Problem statement:
Copy every one of the following records line for line, changing nothing.

Extracted material:

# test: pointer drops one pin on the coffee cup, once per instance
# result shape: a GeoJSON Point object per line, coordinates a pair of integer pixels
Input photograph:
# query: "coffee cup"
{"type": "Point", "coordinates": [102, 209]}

Answer to this exercise:
# test: pointer drops one pin on the coffee cup, once per instance
# result shape: a GeoJSON Point object per line, coordinates a pair of integer pixels
Input photograph:
# query: "coffee cup"
{"type": "Point", "coordinates": [102, 209]}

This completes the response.